TASK REQUIREMENTS:
Copy out the data that comes next, character for character, and leave the images aside.

INPUT:
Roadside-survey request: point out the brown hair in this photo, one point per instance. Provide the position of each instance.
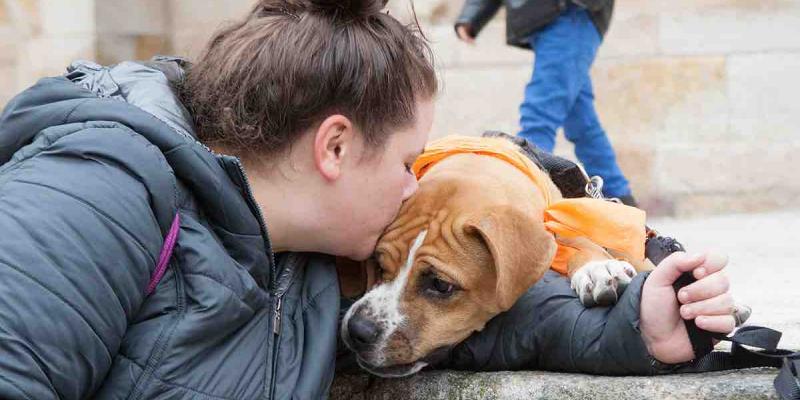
(291, 63)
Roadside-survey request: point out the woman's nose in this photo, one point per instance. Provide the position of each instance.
(411, 186)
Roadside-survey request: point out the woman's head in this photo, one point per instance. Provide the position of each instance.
(336, 95)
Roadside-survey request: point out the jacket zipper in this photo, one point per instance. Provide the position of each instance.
(276, 321)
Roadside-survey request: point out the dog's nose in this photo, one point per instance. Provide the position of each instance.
(363, 332)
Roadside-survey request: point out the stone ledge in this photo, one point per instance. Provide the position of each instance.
(753, 383)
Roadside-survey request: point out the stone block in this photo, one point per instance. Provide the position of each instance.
(50, 56)
(132, 17)
(669, 100)
(631, 35)
(473, 100)
(733, 168)
(9, 40)
(8, 85)
(112, 49)
(728, 31)
(433, 385)
(763, 91)
(148, 46)
(5, 14)
(189, 43)
(696, 204)
(67, 18)
(205, 14)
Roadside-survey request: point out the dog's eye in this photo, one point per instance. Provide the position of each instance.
(443, 287)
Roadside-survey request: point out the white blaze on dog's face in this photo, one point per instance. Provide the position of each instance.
(462, 249)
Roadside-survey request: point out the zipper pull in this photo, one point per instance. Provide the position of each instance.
(276, 321)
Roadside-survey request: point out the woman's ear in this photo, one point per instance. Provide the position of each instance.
(333, 142)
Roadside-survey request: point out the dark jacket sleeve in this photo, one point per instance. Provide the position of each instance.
(78, 242)
(477, 13)
(549, 329)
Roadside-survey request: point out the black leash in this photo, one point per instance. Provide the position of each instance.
(572, 182)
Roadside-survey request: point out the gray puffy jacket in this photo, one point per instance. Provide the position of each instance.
(93, 168)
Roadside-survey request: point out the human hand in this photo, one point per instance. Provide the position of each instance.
(707, 301)
(465, 34)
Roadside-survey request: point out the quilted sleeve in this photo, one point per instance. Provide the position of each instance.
(78, 242)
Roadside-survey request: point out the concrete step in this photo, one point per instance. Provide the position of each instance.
(755, 383)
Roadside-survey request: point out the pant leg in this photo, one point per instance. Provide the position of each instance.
(592, 146)
(557, 78)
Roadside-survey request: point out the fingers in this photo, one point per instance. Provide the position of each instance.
(673, 266)
(718, 305)
(706, 288)
(715, 323)
(714, 262)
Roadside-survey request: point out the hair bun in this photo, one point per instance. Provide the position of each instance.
(348, 8)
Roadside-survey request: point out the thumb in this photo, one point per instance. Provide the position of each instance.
(672, 267)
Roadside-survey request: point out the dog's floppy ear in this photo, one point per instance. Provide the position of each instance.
(521, 248)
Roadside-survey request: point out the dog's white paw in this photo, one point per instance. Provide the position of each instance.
(600, 283)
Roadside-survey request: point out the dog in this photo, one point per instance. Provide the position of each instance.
(482, 228)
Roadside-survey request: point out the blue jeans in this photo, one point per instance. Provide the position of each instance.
(560, 94)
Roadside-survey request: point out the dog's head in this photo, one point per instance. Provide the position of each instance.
(464, 248)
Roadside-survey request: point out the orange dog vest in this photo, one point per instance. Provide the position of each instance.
(611, 225)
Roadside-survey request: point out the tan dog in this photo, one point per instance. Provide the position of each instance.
(464, 248)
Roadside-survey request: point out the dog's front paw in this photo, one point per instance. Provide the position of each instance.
(600, 283)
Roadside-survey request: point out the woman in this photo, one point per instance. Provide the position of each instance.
(325, 105)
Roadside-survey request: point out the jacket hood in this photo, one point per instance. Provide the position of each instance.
(141, 96)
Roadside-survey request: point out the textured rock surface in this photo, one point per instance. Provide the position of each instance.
(745, 384)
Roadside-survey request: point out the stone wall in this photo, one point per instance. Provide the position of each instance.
(697, 95)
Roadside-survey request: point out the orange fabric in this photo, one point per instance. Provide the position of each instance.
(611, 225)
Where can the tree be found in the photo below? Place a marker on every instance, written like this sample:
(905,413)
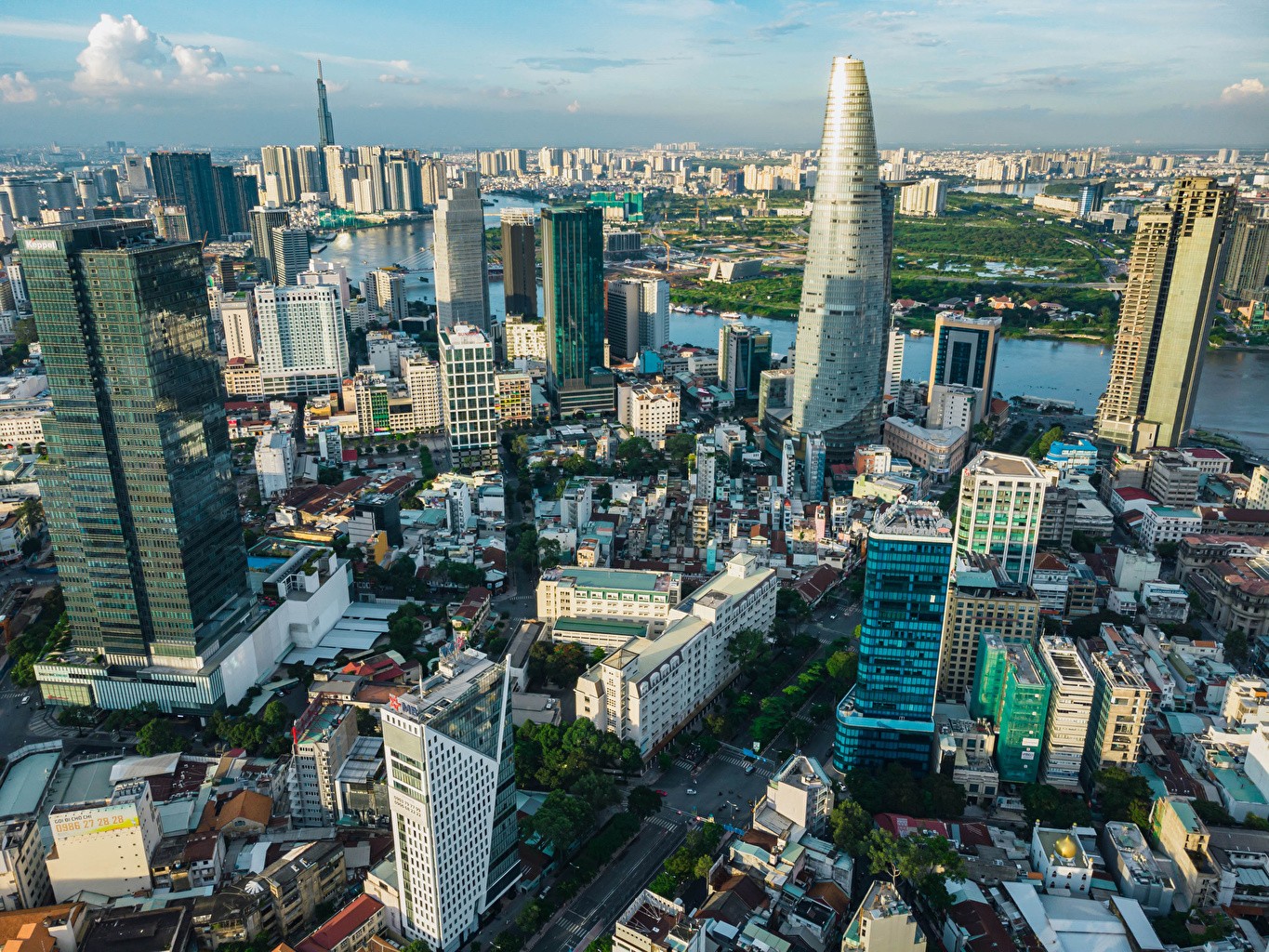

WORKED SOLUTION:
Roadside-survey request: point out the brown hair in this photo, one point per instance. Provide the position of each instance.
(291, 63)
Roadside-survey request: point out the woman's nose in this photo, one point per instance. Provide the position of each instance.
(411, 186)
Roadside-survey request: point out the woman's head in this photo, one point per instance. Provide the position of each instance.
(336, 95)
Roadside-survey request: point out the jacket zipper in this photo, one point per instance. Provide the position of each instance.
(276, 321)
Roadside-survey request: point out the dog's nose in this photo, one point per instance. Provide the position of each instance.
(363, 332)
Roadside-survey request: point out the stone ledge in this photo, one point per instance. Provide the position of each instance.
(753, 383)
Roadside-survey request: point out the stone block in this photo, one point per instance. Provide the position of each instance.
(50, 56)
(132, 17)
(669, 100)
(631, 35)
(473, 100)
(733, 168)
(9, 40)
(8, 85)
(112, 49)
(728, 31)
(433, 385)
(763, 91)
(148, 46)
(5, 14)
(189, 43)
(696, 204)
(67, 18)
(205, 14)
Roadside-survey request: point out the dog's eye in this photo, one point per instance. Provide the position of each instance.
(443, 287)
Roadside-survey request: point out the white blaze on dog's face in this photo, one point per instance. Provide the position of each instance.
(462, 249)
Roadside-survey request: point out the zipper pull in this photo, one point per instance. Provide the position of each instance.
(276, 321)
Roadside-survey request: point out the woman's ear in this photo, one point per instance. Provide the position of each instance.
(333, 142)
Roadside-survey request: point out the dark jacket sleeve in this photo, one point per instance. Provide the position of each instance.
(78, 242)
(477, 13)
(549, 329)
Roadside-survey request: point out the black leash in this photo, one point per instance. Provide the position of each instance.
(572, 182)
Roadside-survey request: point out the gray puffy jacket in this photo, one point per instance. Provide the position of each instance.
(93, 168)
Roadside-survey request: point out the human hand in this photo, one point per instance. Provide the position of each instance.
(707, 301)
(465, 34)
Roadside-survey request: point out the quilted sleeve in this photo, one point per instance. Provide the position of each instance.
(78, 242)
Roadside-survey request: point out the concrete step in this photo, one point per instance. Provide the position of each instance.
(755, 383)
Roadside-survey request: point out the pant leg in this photo, one point per instance. Provide the position of each instance.
(592, 146)
(557, 78)
Roadside-survey request: point out the fingers in this photo, one point per instance. Provide the position of each instance.
(673, 266)
(718, 305)
(706, 288)
(715, 323)
(714, 262)
Roadside-survey request: point out the hair bun in this photo, one point per instance. Provide the position of each instance.
(348, 8)
Roadside-survey request: point out the thumb in this photo, one point per instance. Provide the position of each instance.
(672, 267)
Roadside-survey request: point out the dog's floppy ear in this photo, one point per instance. Provide the position of each instance.
(521, 248)
Roadside-survey request: point out the dog's white paw in this photo, one point per instance. Provide the position of each instance.
(600, 283)
Roadside-survey request: point out the dog in this photo, one point per instance. Provide the position of each instance.
(482, 228)
Roadside-survey request: point out the blue jeans in this photo, one point per instance. Provide the position of each instance.
(560, 94)
Roadside-survey request: point out the dog's head in this photo, one point per instance. Provide the position of each instance.
(464, 248)
Roadside-survey request: point out the orange dog vest in this photo, one point per instance. Provide the position of each instance.
(611, 225)
Roadside-survey request: point out the tan dog in this photo, one point per instance. Provide the position of each instance.
(464, 248)
Roadside-survey request: point out the dog's front paw in this photo, one point per instance. Provide the position of each instance.
(600, 283)
Roadside-survey request: point out the woman in this photo, one point per instance. Provide the position of each instance.
(325, 105)
Roadside-survey request: point out the jacket hood in this photo, one point per instance. Provide the position of each instance.
(141, 96)
Roadside-survey request: point out the textured rock surface in this photo, one point per instance. Provide the position of each instance.
(745, 384)
Roadside-survey request: point out the stone wall in this photo, one point per instance. Provide the position of each instance.
(697, 95)
Roadside-survey request: point out the orange fabric in this photo, one point per instance. Provide the position of each instance.
(611, 225)
Where can the tree be found in the photo below? Place a marker on every instance, written like this sample:
(905,413)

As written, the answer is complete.